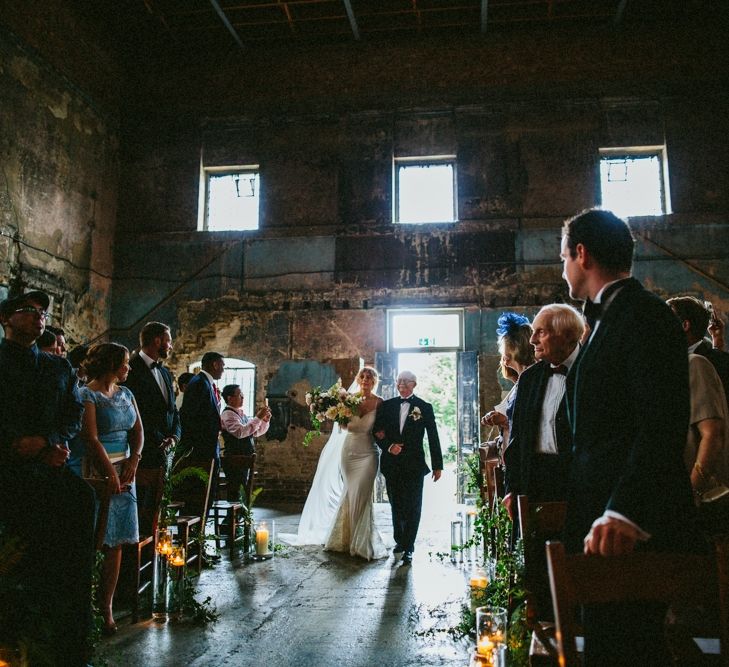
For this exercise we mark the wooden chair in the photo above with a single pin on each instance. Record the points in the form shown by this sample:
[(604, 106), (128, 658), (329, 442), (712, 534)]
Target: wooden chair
[(676, 579), (195, 494), (103, 495), (139, 557), (230, 513), (539, 523)]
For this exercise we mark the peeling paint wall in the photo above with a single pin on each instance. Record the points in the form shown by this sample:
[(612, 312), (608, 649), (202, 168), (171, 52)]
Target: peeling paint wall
[(59, 160)]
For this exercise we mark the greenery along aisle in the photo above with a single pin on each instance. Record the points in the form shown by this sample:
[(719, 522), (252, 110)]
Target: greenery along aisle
[(494, 530)]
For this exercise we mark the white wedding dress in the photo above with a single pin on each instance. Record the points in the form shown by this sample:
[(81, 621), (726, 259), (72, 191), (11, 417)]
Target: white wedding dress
[(353, 530)]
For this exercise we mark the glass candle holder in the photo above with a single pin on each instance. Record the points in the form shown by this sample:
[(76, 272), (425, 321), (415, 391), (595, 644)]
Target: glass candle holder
[(262, 544), (176, 583), (490, 634), (471, 515), (457, 540), (163, 549)]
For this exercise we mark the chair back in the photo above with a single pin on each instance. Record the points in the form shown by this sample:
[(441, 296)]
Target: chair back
[(150, 487), (103, 496), (538, 523), (191, 489), (245, 465), (681, 579)]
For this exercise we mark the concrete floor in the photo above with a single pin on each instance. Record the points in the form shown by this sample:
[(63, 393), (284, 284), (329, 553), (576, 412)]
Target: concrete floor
[(310, 607)]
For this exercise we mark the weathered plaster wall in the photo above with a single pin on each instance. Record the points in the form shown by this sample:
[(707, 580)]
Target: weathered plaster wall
[(525, 117), (58, 190)]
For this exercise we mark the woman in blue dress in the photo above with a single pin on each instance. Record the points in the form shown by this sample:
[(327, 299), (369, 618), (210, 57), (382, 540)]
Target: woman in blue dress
[(113, 438)]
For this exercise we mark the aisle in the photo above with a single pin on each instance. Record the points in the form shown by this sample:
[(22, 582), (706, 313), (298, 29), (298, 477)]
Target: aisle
[(313, 609)]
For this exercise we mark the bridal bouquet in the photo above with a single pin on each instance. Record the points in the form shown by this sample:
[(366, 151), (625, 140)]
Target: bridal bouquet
[(335, 404)]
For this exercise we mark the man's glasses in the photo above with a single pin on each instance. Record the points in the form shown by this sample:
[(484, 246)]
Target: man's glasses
[(32, 309)]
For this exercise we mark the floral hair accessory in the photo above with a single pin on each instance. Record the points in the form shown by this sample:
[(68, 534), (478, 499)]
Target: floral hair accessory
[(510, 323)]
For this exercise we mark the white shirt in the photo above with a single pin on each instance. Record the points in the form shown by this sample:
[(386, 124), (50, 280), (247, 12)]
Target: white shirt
[(404, 409), (156, 372), (553, 395)]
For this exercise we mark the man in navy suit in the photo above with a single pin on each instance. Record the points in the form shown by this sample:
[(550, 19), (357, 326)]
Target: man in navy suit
[(400, 425), (200, 412), (151, 384), (629, 413)]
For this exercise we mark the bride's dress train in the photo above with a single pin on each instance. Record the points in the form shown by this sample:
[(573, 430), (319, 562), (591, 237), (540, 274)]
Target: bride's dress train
[(324, 496), (353, 530)]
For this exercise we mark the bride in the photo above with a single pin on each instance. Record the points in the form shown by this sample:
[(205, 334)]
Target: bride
[(354, 529), (338, 510)]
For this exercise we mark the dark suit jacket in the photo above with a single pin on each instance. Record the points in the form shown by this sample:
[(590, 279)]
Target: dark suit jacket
[(629, 413), (719, 360), (525, 427), (412, 457), (160, 417), (200, 419)]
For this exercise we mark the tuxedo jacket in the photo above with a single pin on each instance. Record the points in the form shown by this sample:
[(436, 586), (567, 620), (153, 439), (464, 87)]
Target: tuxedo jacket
[(412, 457), (524, 433), (200, 419), (719, 360), (160, 417), (629, 413)]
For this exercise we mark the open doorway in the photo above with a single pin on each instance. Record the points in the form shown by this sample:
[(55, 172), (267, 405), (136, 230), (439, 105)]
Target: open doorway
[(436, 373)]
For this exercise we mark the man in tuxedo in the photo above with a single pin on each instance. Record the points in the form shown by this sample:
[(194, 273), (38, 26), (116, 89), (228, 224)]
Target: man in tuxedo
[(537, 458), (43, 504), (200, 412), (629, 413), (695, 319), (400, 425), (151, 384)]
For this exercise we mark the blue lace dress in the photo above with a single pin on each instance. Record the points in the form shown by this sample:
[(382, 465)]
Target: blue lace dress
[(115, 417)]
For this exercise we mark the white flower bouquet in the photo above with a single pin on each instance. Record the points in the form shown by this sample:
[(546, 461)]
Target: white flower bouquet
[(335, 404)]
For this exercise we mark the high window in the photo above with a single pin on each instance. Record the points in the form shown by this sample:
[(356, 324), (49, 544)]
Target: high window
[(231, 198), (634, 181), (425, 190)]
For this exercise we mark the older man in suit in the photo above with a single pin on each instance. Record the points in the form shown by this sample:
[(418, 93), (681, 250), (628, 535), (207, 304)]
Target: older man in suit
[(400, 426), (537, 458), (629, 412), (151, 384), (200, 412)]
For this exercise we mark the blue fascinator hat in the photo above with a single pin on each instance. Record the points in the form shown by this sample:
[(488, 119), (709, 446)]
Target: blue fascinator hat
[(510, 323)]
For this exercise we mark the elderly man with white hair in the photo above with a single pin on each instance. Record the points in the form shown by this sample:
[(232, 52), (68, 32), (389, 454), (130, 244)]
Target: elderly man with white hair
[(400, 426)]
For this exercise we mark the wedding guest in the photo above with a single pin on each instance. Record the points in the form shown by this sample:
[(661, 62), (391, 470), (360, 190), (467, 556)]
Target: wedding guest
[(629, 414), (42, 503), (695, 319), (113, 435), (47, 343), (200, 414), (517, 353), (537, 458), (151, 384), (238, 433)]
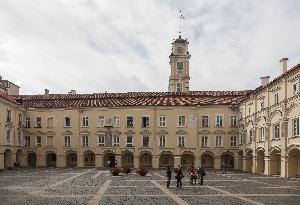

* * *

Please put every line of the rows above into a Markdown table with the columns "No." and "Line," numbering each line and leaving out blank lines. Keep the pictures out of the table.

*COMPLETE OUTPUT*:
| No. | Line |
|---|---|
| 1 | For this exercise we mark the wooden chair in the photo above with a single pin on each instance. Record the points in the form shown by this sample: |
| 2 | [(604, 106), (128, 658), (329, 442), (712, 534)] |
| 3 | Target: wooden chair |
| 4 | [(676, 579), (195, 494), (103, 495), (139, 557), (230, 513), (539, 523)] |
| 5 | For this exercise we mark the peeling paint wall in the photo above with a single pin on each instance. Record the points in the form shown by this sample: |
| 6 | [(612, 312), (608, 649), (202, 168), (171, 52)] |
| 7 | Target: peeling paint wall |
| 8 | [(59, 160)] |
| 9 | For this exercise we mark the greenery along aisle in the photo above with a single pin on each instance. Record the points in the form shown by this sample: |
| 10 | [(719, 522), (252, 110)] |
| 11 | Target: greenery along aisle |
| 12 | [(494, 530)] |
| 13 | For this exercise we mark the white wedding dress in the photo above with a single pin on each instance. Record the points in the form shown by this sample: |
| 14 | [(81, 621), (726, 259), (72, 191), (11, 417)] |
| 15 | Target: white wedding dress |
| 16 | [(353, 530)] |
| 17 | For this exercise we mark the glass candle holder in the photo above with a single pin on each instance. Record the points in the form shown by this sample: |
| 18 | [(76, 272), (425, 321), (415, 391), (595, 644)] |
| 19 | Target: glass candle holder |
| 20 | [(262, 544), (176, 583), (490, 634), (471, 515), (457, 540), (163, 549)] |
| 21 | For this exercise we mark the chair back in the photo above with a single pin on each instance. Record the points in the form shown by this sample: |
| 22 | [(441, 296)] |
| 23 | Target: chair back |
| 24 | [(150, 487), (103, 496), (538, 523), (191, 489), (245, 465), (681, 579)] |
| 25 | For this exercise we mark the concrete floor in the photo above with a single pin on each instance. Record the points in the form shown by this sample: |
| 26 | [(63, 393), (284, 284), (329, 553), (576, 412)] |
| 27 | Target: concrete floor |
| 28 | [(310, 607)] |
| 29 | For this exercise we mark the weathered plaster wall in the photo above with a single pin on each instance. Record the points in the form shown by this sample: |
| 30 | [(707, 580)] |
| 31 | Target: weathered plaster wall |
| 32 | [(525, 117), (58, 190)] |
| 33 | For this exercise we mark the woman in blue dress in the photo above with a single pin on each instance. Record the points in the form shown by this sample: |
| 34 | [(327, 299), (369, 618), (210, 57), (382, 540)] |
| 35 | Target: woman in blue dress |
| 36 | [(113, 438)] |
| 37 | For this exercise we mark the aisle in the photo above with a single pin on each instance. Record the points in the form shown by this sample: |
| 38 | [(22, 582), (706, 313), (298, 29), (298, 477)] |
| 39 | Target: aisle |
| 40 | [(313, 609)] |
| 41 | For this exercise we mark the bridal bouquet in the photo above with a single pin on each instance. Record the points in the form shown by this sample: |
| 42 | [(366, 151), (625, 140)] |
| 43 | Target: bridal bouquet |
| 44 | [(335, 404)] |
| 45 | For this exercise we mark the man's glasses in the photo above with a single pin on each instance. Record the points in the form shown by this sample: |
| 46 | [(484, 246)] |
| 47 | Target: man's glasses |
| 48 | [(32, 309)] |
| 49 | For this exercise we mark the floral hair accessory in the photo above with a single pin on each instance. Record the points in the form shown by this sample: |
| 50 | [(68, 534), (478, 499)] |
| 51 | Target: floral hair accessory |
| 52 | [(510, 323)] |
| 53 | For this exercise we mark the white shirt in the photo above with a single pin on each instance. Record the points in the form shown by this sample: |
| 54 | [(386, 124), (50, 280), (247, 12)] |
| 55 | Target: white shirt |
| 56 | [(404, 409), (156, 372), (553, 395)] |
| 57 | For this exercise we mark the man in navy suit in the photo above with a single pin on each instance. Record the points in the form shown by this sample: |
| 58 | [(550, 19), (357, 326)] |
| 59 | Target: man in navy suit |
| 60 | [(400, 425), (200, 412), (151, 384), (629, 413)] |
| 61 | For this exercise we mark the bride's dress train in the photo above with a single pin on each instance. Record the points in the form shown by this sample: |
| 62 | [(573, 430), (319, 562), (591, 237), (540, 274)] |
| 63 | Target: bride's dress train |
| 64 | [(324, 496), (353, 530)] |
| 65 | For this exercise we mark the bride in the photo above with a single pin on each instance. Record the points in the form shown by this sample: |
| 66 | [(205, 334)] |
| 67 | Target: bride |
| 68 | [(354, 529), (338, 510)] |
| 69 | For this exercise we mark the dark suit jacket in the photo above with a single pin on each instance. Record the points in the form shown by this sample: |
| 70 | [(590, 279)] |
| 71 | Target: dark suit jacket |
| 72 | [(629, 413), (719, 360), (525, 427), (412, 457), (160, 417), (200, 419)] |
| 73 | For this exercise we mark the tuxedo jacket in the photo above with a single pin on each instance. Record the points in the form shown by this sample: |
| 74 | [(436, 586), (567, 620), (153, 439), (464, 87)] |
| 75 | Target: tuxedo jacket |
| 76 | [(412, 457), (524, 433), (200, 419), (719, 360), (160, 417), (629, 413)] |
| 77 | For this exercise we mark the open doorway in the photo above with a single pin on each instance. Record the points in the form shown by this sample: |
| 78 | [(55, 172), (267, 405), (136, 230), (439, 105)] |
| 79 | Target: open doorway |
| 80 | [(436, 373)] |
| 81 | For this exercise we mark the man in tuxedo in the photo above with a single pin on each instance. Record the points in the form shown by this sample: |
| 82 | [(194, 273), (38, 26), (116, 89), (228, 224)] |
| 83 | Target: man in tuxedo |
| 84 | [(537, 458), (43, 504), (200, 412), (629, 413), (695, 319), (400, 425), (151, 384)] |
| 85 | For this exercise we mark the blue lace dress in the photo above with a single pin on each instance. Record the points in the form shown by this sample: |
| 86 | [(382, 465)] |
| 87 | Target: blue lace dress |
| 88 | [(115, 417)] |
| 89 | For this exercise we mark the white flower bouquet in the photo above with a single pin on each instance. Record the points in the form shown by this sample: |
| 90 | [(546, 461)] |
| 91 | Target: white flower bouquet |
| 92 | [(335, 404)] |
| 93 | For this exercise we mark the high window in the photo above with a single pin on each instance. Record the points in the form shown by this sample: |
| 94 | [(356, 324), (49, 544)] |
| 95 | Target: high window |
| 96 | [(231, 198), (634, 181), (425, 190)] |
| 97 | For this exercise we mark the older man in suit in the photo above with a single pin on each instance. Record the points in the form shown by this sample: |
| 98 | [(418, 93), (681, 250), (628, 535), (207, 304)] |
| 99 | Target: older man in suit |
| 100 | [(400, 426), (537, 458), (629, 412), (151, 384), (200, 412)] |
| 101 | For this exercise we mark the blue fascinator hat in the photo above with a single pin on each instance. Record the points in the form shown by this sample: |
| 102 | [(488, 119), (709, 446)] |
| 103 | Target: blue fascinator hat |
| 104 | [(510, 323)] |
| 105 | For this exercise we mark the elderly man with white hair in the photo above with a single pin on each instance. Record the points in the form shown by this sample: |
| 106 | [(232, 52), (68, 32), (389, 454), (130, 244)] |
| 107 | Target: elderly man with white hair |
| 108 | [(400, 426)] |
| 109 | For this exercise we mark the wedding guest in the photo above with a single pin on each instance. Record the points in the form shown by this sample: |
| 110 | [(661, 62), (391, 470), (360, 190), (467, 556)] |
| 111 | Target: wedding guest |
| 112 | [(629, 414), (42, 503), (695, 319), (113, 435), (47, 343), (200, 414), (517, 353), (537, 458), (151, 384), (238, 433)] |